_Source passage:_
The psyche of treating wildlife as a commodity is by no means new, but as the world population grows by some 250,000 people PER DAY, and the general wealth of the world expands rapidly too, the pressure on land and the environment will become untenable. The poaching I mentioned above are just a few small, but iconic, incidents that have all happened recently, but they are a symptom of a greater malaise. We have now reached the point where we can no longer just treat wildlife as a commodity, or in fact, ignore it altogether.
How to stop the poachers.
If you are a poor villager in India with 10 children to feed, and someone offers you a year's wages to help kill a tiger or rhino, it is not a hard choice. There will always be an impoverished few locals who, understandably, are prepared to take the risk of being caught. The odd middle man gets caught too, but the big criminals, often international organised crime gangs, rarely get caught or punished. And to be realistic, if they do get caught, another will step into replace them. If there is demand, there will always be a crime gang happy to fulfil that demand, and a few impoverished villagers willing to take the risk.
Rhino poached in Assam. Copyright Wildlife Trust of IndiaIconic species poaching
The world's population continues to soar, each person's consumption increases and demand for raw materials, food, water, energy and land rises exponentially, and the rich get richer, the number of unscrupulous wealthy people is increasing too. While this is the case, demand for ivory, tiger bone and rhino horn will increase, at the same time that supply is shrinking. The first, and only, rule of economics is that increase demand and reduced supply has the effect of increasing the price. And as the price for these products soars driven by the twin devils of supply and demand, so will the incidents of poaching of "Iconic Species"."

Natural-language object grounding data
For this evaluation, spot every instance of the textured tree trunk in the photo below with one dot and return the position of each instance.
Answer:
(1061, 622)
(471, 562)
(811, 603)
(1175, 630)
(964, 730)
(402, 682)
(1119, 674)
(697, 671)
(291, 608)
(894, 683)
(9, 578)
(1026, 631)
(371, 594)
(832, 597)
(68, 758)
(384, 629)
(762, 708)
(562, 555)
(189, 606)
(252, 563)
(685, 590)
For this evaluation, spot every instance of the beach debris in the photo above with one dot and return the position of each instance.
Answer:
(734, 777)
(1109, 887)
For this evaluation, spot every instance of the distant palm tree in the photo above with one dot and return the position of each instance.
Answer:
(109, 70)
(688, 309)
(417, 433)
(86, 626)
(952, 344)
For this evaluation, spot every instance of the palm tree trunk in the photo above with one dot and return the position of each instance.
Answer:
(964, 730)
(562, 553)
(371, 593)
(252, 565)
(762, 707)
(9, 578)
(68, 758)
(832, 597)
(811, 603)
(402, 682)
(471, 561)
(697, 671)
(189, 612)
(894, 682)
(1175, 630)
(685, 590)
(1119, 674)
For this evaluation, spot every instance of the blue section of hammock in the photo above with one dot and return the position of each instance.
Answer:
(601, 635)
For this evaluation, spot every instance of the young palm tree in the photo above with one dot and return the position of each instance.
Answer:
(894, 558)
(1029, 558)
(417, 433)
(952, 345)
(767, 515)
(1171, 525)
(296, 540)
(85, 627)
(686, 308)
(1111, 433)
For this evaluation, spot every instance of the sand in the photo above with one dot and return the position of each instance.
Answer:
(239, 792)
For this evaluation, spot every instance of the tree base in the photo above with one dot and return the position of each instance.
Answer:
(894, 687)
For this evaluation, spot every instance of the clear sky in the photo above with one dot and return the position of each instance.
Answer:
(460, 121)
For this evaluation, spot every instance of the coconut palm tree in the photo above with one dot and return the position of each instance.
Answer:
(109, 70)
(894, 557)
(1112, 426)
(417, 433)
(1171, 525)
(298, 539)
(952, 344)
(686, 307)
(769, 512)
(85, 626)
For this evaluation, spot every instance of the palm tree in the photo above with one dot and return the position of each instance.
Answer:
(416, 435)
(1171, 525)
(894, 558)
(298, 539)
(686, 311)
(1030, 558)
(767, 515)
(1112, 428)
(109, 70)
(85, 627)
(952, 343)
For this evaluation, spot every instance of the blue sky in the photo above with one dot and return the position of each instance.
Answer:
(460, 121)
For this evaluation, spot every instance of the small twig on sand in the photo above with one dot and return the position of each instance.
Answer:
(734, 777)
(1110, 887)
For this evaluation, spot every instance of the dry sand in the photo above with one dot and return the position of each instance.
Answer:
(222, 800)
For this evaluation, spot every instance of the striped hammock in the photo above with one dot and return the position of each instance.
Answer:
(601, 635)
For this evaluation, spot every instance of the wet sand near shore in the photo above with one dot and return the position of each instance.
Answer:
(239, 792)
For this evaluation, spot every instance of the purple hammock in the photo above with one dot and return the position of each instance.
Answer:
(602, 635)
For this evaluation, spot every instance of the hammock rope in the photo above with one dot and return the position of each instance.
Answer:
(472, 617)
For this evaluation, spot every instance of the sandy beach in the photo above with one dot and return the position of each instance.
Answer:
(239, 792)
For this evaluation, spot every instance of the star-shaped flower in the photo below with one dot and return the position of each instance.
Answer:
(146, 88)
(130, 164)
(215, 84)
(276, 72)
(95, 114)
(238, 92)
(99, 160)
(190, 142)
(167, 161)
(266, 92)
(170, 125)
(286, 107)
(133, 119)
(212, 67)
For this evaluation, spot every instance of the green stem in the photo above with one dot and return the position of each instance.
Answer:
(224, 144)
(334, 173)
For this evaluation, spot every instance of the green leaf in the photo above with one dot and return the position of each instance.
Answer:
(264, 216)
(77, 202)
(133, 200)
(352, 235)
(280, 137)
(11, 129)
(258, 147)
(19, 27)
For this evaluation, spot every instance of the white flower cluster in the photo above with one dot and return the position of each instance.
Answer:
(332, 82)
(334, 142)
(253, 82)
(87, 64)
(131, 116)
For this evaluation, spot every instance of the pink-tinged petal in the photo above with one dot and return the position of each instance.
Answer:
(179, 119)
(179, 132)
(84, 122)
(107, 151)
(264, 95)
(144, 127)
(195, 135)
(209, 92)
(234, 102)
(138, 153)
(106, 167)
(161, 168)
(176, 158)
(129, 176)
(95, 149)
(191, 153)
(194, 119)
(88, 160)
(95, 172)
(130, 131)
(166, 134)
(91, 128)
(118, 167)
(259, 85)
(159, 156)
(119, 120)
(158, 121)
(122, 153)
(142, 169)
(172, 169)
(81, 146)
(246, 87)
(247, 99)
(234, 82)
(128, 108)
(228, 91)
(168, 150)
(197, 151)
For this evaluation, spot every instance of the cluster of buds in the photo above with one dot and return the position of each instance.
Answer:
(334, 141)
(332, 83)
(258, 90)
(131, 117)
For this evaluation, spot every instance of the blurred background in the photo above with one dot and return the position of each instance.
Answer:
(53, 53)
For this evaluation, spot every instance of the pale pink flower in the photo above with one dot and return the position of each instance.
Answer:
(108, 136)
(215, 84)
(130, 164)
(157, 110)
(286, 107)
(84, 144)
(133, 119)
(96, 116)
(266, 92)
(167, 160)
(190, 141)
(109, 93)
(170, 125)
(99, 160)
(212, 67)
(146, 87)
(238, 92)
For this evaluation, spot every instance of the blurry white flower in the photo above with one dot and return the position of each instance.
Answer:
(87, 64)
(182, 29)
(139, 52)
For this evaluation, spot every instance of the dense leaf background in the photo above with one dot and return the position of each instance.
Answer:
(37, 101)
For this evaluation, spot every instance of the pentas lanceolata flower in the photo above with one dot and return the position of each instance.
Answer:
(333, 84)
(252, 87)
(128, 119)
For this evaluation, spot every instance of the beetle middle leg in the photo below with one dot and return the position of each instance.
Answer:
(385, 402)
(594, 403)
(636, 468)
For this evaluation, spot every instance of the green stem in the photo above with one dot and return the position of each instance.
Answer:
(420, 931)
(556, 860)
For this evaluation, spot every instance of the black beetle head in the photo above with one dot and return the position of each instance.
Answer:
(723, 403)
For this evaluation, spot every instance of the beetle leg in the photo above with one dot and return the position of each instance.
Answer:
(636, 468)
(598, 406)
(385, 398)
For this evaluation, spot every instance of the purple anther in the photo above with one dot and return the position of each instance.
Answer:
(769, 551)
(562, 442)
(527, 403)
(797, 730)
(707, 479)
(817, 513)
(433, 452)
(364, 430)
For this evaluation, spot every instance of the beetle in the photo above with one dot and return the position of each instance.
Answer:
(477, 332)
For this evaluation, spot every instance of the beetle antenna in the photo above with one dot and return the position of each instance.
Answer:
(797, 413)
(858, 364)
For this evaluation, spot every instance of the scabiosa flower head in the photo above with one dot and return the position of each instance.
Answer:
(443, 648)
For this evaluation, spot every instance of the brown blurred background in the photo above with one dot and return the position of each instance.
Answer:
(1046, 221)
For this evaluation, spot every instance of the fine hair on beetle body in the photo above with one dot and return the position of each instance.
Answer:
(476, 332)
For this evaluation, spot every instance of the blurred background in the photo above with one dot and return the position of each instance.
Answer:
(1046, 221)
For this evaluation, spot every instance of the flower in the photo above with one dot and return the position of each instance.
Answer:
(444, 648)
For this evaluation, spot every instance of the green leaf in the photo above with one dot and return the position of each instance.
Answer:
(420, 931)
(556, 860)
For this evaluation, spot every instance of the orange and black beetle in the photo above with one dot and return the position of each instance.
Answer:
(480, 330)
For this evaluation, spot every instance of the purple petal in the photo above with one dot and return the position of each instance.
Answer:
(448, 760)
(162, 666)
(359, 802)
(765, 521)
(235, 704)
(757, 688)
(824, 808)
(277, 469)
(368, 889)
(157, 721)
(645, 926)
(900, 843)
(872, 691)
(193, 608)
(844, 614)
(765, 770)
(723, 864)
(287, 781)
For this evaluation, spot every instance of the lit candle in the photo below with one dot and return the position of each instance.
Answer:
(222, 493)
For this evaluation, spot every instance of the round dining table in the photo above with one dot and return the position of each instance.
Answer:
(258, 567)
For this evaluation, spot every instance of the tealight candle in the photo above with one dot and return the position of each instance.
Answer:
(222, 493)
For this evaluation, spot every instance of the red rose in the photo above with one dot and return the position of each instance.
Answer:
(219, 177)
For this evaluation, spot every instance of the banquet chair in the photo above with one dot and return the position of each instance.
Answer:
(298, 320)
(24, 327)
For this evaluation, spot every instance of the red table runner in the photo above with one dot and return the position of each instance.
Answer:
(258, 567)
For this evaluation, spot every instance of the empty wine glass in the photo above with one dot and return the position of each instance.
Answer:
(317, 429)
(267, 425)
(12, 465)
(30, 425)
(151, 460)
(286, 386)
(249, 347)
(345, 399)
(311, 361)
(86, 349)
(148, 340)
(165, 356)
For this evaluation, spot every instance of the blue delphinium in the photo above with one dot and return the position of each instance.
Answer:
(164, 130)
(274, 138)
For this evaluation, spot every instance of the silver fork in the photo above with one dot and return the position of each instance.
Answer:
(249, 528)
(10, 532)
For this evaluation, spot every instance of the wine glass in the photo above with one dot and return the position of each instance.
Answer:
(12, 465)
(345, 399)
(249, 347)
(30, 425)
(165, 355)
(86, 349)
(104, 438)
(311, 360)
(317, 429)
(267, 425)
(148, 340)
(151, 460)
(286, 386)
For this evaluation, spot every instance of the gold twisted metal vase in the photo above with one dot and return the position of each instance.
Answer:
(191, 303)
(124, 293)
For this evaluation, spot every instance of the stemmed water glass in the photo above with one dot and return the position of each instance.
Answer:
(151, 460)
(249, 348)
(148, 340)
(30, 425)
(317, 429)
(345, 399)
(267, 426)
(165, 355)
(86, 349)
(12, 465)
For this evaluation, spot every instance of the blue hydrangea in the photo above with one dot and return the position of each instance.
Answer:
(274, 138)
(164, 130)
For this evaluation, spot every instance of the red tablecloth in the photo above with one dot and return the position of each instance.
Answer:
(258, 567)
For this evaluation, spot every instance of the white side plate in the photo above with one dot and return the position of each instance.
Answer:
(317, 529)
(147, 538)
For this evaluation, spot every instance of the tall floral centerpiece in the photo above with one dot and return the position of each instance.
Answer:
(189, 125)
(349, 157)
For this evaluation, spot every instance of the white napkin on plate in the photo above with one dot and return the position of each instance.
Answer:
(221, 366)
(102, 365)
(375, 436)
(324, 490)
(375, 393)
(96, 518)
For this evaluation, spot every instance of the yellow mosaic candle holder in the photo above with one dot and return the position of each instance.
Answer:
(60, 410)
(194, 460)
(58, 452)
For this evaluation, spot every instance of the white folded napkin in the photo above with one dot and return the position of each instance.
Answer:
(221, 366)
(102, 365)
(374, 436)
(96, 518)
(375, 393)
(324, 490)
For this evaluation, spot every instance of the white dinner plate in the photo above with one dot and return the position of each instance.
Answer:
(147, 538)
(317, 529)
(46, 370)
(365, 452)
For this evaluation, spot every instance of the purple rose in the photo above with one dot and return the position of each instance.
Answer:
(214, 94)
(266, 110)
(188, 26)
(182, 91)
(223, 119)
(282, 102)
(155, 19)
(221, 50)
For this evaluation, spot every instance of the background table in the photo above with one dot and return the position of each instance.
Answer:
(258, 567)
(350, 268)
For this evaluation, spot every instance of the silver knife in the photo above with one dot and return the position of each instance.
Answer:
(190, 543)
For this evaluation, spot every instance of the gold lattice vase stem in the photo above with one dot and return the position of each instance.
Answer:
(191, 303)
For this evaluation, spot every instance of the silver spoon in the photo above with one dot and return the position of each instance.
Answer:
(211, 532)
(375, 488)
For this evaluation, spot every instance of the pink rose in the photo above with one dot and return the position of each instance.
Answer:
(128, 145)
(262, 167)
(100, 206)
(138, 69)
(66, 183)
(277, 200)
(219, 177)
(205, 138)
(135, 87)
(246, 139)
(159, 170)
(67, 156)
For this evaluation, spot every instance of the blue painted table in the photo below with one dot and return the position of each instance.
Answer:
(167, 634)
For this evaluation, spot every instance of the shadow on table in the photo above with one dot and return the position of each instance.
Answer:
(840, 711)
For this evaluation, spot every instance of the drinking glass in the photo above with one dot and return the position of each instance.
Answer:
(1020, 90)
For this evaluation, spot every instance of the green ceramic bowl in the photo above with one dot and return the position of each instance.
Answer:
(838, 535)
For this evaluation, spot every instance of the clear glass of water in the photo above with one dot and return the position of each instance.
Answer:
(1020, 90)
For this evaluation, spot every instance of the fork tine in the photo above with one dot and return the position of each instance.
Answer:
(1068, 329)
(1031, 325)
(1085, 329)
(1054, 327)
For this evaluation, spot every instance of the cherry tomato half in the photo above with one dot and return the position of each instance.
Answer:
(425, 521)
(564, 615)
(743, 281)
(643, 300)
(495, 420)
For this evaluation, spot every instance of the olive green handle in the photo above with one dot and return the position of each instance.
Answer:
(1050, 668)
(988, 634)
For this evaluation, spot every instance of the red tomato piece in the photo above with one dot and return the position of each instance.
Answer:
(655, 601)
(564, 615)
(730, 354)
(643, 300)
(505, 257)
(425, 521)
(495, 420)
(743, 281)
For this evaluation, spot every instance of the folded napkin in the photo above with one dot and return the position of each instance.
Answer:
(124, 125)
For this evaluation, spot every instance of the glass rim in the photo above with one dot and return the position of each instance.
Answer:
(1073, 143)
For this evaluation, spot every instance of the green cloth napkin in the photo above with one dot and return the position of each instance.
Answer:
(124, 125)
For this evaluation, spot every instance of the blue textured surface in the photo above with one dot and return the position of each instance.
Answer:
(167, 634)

_Requirement 1:_ Copy the stretch of the passage on wildlife poaching from "The psyche of" through "stop the poachers.".
_Requirement 2:_ According to the passage on wildlife poaching, why will poaching of iconic species increase?
The listing comes from a separate source and is unrelated to the passage.

_Answer space 1:_
The psyche of treating wildlife as a commodity is by no means new, but as the world population grows by some 250,000 people PER DAY, and the general wealth of the world expands rapidly too, the pressure on land and the environment will become untenable. The poaching I mentioned above are just a few small, but iconic, incidents that have all happened recently, but they are a symptom of a greater malaise. We have now reached the point where we can no longer just treat wildlife as a commodity, or in fact, ignore it altogether.
How to stop the poachers.

_Answer space 2:_ A growing world population with rising consumption and more wealthy people will increase demand for ivory, tiger bone and rhino horn while supply shrinks. Rising demand and reduced supply push prices up, and as prices soar, so will incidents of poaching.